++++ FRAGMENTO DEL TEXTO ++++

La península
de Azuero está deforestada por múltiples motivos y no solo por las razones que
tradicionalmente se argumentan; ya que esas cavilaciones olvidan que el hombre
que mora en la zona es un producto social, como cualquier otro, y no un ser
demoníaco que recorre el país provisto de cajetilla de fósforo, hacha al hombro
y motosierra en la mano; porque no debemos confundir consecuencias con causas. Sin
embargo, en esta ocasión abordaré, no los motivos estructurales que ha llevado
a la región a ser una zona depredada, sino a las secuelas que tiene tal
entuerto para algunos habitantes en particular, los animales que la pueblan.
Los seres que no pueden publicar en los diarios, ni en las redes sociales y
mucho menos alzar su voz para pregonar los desasosiegos que padecen.
Al recorrer
la península me percato de ello, existe la potrerización creciente, el
desarrollo de monocultivos (caña, maíz, arroz, etc.), que reducen el hábitat a
extremos sádicos y cuasi patológicos; mientras la minería destructora y
explotadora, pretende sumarse a la crucifixión de lo poco que queda. Y en el
centro de ese vendaval están los animales.
Las aves,
venados, ardillas, animales rastreros y otros, incluso el ganado vacuno que se
ha apoderado de los espacios geográficos, también son seres de segunda categoría
que están destinados a la desaparición. Los primeros, porque en la práctica
carecen de derechos, y, los vacunos, por las apetencias del mercado. El reinado
de las vacas se enseñorea del paisaje, al mismo tiempo que manglares, ríos y
quebradas retroceden ante una racionalidad que solo escucha el retintín de las
monedas. Destrucción ambiental que camina tomada de la mano con la otra, la cultural.
Los animales
están allí, en el centro del torbellino, y no hay institución estatal que les proteja
con la seriedad que el caso demanda. Hay ejemplos dramáticos, como el caso de
los venados, ciervos que son acosados en los montes por agentes 007 con
licencia para matar o con ínfulas de deportistas que los usan como tiro al blanco,
porque en la región, hablar de cotos de caza y períodos para montería, no resiste
el más mínimo análisis.

++++ MATERIAL PROPORCIONADO ++++

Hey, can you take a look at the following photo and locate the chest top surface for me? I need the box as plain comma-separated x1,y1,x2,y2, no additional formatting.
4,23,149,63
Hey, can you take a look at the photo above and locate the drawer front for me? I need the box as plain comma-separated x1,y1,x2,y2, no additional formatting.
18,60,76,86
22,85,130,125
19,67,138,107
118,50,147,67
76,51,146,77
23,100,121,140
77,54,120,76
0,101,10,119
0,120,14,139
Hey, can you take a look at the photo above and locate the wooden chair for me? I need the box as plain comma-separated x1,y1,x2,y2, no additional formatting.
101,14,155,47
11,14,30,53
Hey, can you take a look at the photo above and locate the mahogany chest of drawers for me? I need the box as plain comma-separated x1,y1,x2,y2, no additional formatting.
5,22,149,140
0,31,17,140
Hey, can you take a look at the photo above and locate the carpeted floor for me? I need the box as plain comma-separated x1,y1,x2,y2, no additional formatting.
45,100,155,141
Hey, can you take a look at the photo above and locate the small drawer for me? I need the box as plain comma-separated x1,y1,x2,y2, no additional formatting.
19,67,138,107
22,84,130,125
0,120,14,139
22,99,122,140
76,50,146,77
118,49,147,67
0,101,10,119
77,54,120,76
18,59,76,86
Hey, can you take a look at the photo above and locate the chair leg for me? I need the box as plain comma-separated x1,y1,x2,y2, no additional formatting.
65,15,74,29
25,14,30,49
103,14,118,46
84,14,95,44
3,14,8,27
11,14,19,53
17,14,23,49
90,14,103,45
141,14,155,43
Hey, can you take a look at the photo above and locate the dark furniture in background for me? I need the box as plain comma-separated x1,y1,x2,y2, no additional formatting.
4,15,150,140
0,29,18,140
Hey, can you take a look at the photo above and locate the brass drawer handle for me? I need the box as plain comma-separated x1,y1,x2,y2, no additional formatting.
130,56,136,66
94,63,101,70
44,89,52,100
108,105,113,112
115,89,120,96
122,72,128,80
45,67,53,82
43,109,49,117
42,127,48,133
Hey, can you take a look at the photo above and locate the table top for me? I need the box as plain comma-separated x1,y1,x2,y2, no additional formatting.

++++

=== CONSIGNA PLANTEADA 1 ===
Cita el texto sobre la península de Azuero empezando por "Al recorrer" y siguiendo hasta "están los animales.".
=== CONSIGNA PLANTEADA 2 ===
Escribe lo que viene después en el texto sobre la península de Azuero, a partir del punto en que termina.
Estas líneas son un material aparte y no tienen que ver con el texto sobre la península de Azuero.

=== RESPUESTA 1 ===
Al recorrer
la península me percato de ello, existe la potrerización creciente, el
desarrollo de monocultivos (caña, maíz, arroz, etc.), que reducen el hábitat a
extremos sádicos y cuasi patológicos; mientras la minería destructora y
explotadora, pretende sumarse a la crucifixión de lo poco que queda. Y en el
centro de ese vendaval están los animales.

=== RESPUESTA 2 ===
Para quien
recorra la península con ojos avizores y con capacidad de ver más allá de las
apariencias, comprenderá que la vida de los animales no puede ser otra que la
del acoso, el temor por la existencia y la búsqueda del alimento cada vez más
escaso. Y no se trata de que esos desafíos existenciales, como pobre justificación,
también sean propios de otros seres - como acontece con su colega el bípedo
peludo-, sino que la intensidad depredadora está llegando a límites
intolerables, al punto que amenaza la existencia de la vida misma.
Como reacción
a un mundo tan amenazante, en los últimos tiempos hemos visto surgir una especie
de San Juan de Dios ambiental, una postura romántica que se conduele de la
desgracia de los animales y los bosques, pero que no trasciende el
asistencialismo. Claro que ese proceder no es condenable, y hasta representa un
avance, pero el punto es que no enfrenta las causas reales, las que continúan
reproduciéndose en el ambiente, la sociedad y la cultura.
Hemos
olvidado que sociedad, cultura, ambiente y vida animal forman un amasijo de
relaciones que establecen nexos inseparables.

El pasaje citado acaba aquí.